# Brief 1
Collect every line in the entries that contains the word "grass", and copy each of those lines out in full.

# Excerpted text
•••••
With festivities beginning at 8 a.m. and stretching into the night, the new Lakeside Country Club hosted a massive Fourth of July celebration for all of Tulsa in 1929, using the opportunity to promote itself as a sort of sportsman’s paradise just a short drive from downtown.
The club offered four major outdoor activities: fishing, boating, swimming and golf. But unlike most country clubs, it made a point of not offering exclusivity.
Lakeside’s original owner, Tulsa Postmaster J.M. Adkison, envisioned it as a resort for the common man, “a departure from anything heretofore seen in Tulsa,” according to the archives of the Tulsa World.
The grounds covered 240 acres on the north side of what was then called Federal Road, now known as Admiral Place. And the club dammed a small creek just east of Garnett Road to create a 56-acre lake, with the water once stretching nearly as far as 129th East Avenue.
While it sold memberships, Lakeside promised to keep fees low enough for “nine out of 10 people who really love the out-of-doors,” offering “the characteristics of a country club” while remaining “open to the public at large,” according the World’s archives.
Unfortunately, it seems to have been a dismal failure. The Great Depression began just a month after the club opened. And no matter how low the fees, the average Oklahoman didn’t have spare change for such frivolous activities as golf and fishing.
•••••
# Stored rows
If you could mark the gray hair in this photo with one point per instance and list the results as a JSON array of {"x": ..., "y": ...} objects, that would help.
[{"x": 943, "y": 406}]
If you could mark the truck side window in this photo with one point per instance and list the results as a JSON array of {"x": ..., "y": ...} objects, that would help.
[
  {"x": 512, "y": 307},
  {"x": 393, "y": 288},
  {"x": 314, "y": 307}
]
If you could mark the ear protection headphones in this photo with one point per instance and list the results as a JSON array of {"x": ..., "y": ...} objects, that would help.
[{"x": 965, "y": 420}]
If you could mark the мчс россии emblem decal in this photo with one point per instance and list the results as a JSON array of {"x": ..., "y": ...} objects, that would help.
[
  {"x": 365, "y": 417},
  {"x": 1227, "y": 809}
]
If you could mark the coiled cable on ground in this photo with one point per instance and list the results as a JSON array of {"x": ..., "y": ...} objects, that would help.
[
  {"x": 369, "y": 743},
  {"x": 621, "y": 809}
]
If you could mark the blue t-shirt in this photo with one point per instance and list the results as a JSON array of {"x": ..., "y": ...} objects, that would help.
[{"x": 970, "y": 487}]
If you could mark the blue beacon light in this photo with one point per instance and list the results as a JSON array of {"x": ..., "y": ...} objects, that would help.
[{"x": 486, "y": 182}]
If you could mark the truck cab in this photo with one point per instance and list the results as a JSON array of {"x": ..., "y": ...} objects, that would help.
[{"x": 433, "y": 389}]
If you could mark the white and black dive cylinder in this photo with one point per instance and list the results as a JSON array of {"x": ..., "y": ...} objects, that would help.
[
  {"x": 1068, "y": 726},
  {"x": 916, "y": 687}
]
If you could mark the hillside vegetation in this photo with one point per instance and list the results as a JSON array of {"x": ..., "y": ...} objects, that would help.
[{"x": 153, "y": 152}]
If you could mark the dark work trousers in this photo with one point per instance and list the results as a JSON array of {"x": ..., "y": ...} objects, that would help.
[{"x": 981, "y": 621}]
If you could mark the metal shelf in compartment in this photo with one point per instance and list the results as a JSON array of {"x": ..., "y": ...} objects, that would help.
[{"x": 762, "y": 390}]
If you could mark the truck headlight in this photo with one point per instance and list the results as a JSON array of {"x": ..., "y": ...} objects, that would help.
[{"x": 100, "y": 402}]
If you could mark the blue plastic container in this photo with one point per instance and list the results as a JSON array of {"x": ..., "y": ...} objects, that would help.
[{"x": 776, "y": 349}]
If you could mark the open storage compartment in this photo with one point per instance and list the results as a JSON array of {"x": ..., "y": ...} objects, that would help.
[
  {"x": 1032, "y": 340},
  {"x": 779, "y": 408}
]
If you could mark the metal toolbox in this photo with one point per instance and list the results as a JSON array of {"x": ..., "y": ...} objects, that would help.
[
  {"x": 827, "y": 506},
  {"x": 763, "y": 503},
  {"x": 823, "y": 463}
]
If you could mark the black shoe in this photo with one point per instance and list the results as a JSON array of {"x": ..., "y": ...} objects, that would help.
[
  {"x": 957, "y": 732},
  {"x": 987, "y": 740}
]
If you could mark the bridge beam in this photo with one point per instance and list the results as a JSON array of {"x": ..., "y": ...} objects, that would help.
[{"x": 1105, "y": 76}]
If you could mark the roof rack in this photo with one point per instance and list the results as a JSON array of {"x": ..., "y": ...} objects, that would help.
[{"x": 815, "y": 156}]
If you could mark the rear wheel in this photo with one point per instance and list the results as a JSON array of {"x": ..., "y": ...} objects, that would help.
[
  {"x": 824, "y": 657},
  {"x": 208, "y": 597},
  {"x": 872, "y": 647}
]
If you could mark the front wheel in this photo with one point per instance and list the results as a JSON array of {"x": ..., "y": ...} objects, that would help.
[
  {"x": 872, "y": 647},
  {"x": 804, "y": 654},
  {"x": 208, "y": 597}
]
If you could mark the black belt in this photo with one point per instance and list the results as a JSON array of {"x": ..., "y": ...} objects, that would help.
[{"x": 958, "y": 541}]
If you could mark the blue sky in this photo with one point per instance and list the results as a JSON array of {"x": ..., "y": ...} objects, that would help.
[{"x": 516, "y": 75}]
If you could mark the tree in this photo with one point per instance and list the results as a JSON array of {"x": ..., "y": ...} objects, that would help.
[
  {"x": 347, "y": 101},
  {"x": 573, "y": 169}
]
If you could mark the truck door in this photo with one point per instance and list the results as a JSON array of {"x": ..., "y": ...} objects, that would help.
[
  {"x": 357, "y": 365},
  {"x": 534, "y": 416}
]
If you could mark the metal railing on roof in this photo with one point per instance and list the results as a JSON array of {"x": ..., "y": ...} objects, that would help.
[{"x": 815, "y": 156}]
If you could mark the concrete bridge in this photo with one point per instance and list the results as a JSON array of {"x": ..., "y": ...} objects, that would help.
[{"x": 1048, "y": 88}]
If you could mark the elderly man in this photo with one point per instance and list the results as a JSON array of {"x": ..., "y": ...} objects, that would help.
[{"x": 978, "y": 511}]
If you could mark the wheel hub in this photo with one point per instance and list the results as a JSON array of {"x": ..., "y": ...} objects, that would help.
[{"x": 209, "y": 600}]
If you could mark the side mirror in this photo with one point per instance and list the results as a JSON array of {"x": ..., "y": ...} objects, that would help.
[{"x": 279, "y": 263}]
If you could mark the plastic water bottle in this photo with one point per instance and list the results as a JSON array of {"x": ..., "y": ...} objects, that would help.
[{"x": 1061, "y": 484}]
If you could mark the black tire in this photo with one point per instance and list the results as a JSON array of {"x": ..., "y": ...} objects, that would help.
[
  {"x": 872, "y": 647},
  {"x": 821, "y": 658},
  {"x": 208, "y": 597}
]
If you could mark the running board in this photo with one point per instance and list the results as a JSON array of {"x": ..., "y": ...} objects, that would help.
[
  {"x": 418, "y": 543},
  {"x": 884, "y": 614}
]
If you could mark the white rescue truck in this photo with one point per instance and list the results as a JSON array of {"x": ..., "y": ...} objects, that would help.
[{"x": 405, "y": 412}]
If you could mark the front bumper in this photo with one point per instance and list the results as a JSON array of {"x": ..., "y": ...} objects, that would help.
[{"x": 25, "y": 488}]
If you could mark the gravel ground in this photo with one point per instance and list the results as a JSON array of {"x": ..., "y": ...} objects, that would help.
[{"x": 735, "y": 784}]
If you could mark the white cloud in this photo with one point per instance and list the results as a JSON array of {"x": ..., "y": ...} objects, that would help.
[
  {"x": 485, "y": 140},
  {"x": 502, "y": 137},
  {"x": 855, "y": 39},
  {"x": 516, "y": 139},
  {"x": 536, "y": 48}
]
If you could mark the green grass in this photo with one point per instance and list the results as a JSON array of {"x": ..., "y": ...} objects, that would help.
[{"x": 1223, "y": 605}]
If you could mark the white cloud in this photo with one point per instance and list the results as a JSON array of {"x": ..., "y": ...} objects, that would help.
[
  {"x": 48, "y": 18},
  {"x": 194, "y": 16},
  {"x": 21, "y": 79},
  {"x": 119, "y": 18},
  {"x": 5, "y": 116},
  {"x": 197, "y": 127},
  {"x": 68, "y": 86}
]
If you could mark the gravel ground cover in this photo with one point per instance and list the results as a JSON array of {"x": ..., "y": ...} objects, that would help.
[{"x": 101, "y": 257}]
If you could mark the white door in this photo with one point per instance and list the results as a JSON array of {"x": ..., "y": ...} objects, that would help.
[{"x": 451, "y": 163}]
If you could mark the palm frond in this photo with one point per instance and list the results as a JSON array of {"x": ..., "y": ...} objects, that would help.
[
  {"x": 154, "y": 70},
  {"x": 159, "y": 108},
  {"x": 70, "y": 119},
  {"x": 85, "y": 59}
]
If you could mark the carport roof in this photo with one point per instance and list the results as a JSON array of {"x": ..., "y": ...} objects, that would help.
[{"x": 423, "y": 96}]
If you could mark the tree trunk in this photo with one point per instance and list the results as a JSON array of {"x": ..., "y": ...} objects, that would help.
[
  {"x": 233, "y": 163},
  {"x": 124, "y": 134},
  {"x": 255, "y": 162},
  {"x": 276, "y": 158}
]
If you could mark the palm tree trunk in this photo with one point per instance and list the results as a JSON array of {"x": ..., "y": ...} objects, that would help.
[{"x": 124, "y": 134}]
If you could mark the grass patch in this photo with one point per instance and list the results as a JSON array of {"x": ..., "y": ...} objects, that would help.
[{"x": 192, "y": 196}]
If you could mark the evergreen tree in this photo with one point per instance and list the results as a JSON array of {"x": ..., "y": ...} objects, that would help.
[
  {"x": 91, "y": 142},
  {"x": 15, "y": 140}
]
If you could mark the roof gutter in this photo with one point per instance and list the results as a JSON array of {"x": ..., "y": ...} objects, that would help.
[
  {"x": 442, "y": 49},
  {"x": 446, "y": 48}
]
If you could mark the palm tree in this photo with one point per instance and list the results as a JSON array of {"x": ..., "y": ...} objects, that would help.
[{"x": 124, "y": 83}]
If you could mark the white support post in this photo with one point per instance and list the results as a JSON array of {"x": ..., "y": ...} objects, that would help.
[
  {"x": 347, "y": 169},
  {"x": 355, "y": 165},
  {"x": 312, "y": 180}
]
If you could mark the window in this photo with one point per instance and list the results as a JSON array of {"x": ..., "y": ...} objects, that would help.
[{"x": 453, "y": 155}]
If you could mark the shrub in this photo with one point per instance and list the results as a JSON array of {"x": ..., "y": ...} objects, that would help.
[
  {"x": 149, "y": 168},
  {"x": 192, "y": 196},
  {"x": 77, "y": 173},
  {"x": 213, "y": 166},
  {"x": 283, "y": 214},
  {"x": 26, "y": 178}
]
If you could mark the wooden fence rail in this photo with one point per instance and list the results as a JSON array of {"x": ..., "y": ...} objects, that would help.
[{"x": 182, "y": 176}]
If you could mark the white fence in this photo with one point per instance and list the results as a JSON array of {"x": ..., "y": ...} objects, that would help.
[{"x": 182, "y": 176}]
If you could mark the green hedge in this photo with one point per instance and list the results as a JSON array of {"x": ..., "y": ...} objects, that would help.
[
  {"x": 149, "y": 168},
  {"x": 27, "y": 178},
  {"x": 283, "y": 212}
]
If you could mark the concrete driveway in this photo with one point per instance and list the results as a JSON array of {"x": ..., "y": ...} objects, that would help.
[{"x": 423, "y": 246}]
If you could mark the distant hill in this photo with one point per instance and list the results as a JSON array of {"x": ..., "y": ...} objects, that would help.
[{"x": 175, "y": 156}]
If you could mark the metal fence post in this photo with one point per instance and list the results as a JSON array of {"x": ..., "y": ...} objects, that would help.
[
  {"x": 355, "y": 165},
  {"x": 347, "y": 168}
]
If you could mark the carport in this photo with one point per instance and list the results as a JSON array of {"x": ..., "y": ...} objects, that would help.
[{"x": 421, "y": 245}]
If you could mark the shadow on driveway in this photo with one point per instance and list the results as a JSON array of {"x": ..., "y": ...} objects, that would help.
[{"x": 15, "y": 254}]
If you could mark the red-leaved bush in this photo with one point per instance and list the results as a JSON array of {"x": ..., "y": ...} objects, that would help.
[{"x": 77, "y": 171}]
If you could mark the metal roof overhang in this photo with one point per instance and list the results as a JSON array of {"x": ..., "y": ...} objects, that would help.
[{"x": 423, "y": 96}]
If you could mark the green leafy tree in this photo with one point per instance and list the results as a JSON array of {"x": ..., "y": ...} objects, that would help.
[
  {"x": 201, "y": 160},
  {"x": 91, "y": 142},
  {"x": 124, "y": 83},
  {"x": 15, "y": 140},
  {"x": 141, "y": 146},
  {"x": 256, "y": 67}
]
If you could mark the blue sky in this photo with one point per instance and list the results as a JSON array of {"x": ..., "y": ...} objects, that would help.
•••••
# Brief 2
Reproduce the part of the passage on the Lakeside Country Club that opens with the words containing "With festivities beginning" and closes with "not offering exclusivity.", copying it word for word.

# Full answer 1
If you could mark the green grass in this photo with one point per instance and list the results as a JSON array of {"x": ..., "y": ...} objects, that would help.
If you could mark the grass patch in this photo with one point per instance and list the results as a JSON array of {"x": ..., "y": ...} objects, that would help.

# Full answer 2
With festivities beginning at 8 a.m. and stretching into the night, the new Lakeside Country Club hosted a massive Fourth of July celebration for all of Tulsa in 1929, using the opportunity to promote itself as a sort of sportsman’s paradise just a short drive from downtown.
The club offered four major outdoor activities: fishing, boating, swimming and golf. But unlike most country clubs, it made a point of not offering exclusivity.